Excerpts from location labeling data
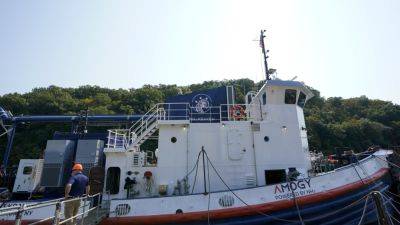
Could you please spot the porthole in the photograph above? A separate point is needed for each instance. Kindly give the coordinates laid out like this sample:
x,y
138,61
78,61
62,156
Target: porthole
x,y
179,211
226,201
173,139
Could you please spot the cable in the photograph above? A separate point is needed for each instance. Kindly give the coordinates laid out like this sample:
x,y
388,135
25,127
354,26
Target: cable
x,y
240,199
295,202
209,193
364,210
195,176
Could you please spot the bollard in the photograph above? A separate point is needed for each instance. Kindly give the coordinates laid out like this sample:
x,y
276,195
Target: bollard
x,y
57,213
18,216
382,216
83,213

Given instruction:
Recast each line of the listing above as a string in a JSON list, one string per line, omitting blank lines. Leave the pictures out of your answer.

Expected answer:
[
  "Could you please spot the porthole in the photograph above? A separate point is needed for each instance. Kindly give the coordinates laid out like this sample:",
  "x,y",
  "138,61",
  "78,61",
  "62,156",
  "Target: porthole",
  "x,y",
  "179,211",
  "226,201",
  "173,139",
  "Could you please spot the cable in the photograph above? A separate point is needed for each instance. Kindly give the coordinates laid out like this sample:",
  "x,y",
  "388,135",
  "25,127",
  "354,26",
  "Target: cable",
  "x,y",
  "240,199",
  "295,202",
  "209,193",
  "364,210",
  "195,176",
  "Could you please spot the bollard in the photograph above? A separate point is needed for each instance. Kindly give the coordinates laid out like this sample:",
  "x,y",
  "276,195",
  "Target: bollard",
  "x,y",
  "57,213",
  "18,216",
  "382,216",
  "83,213"
]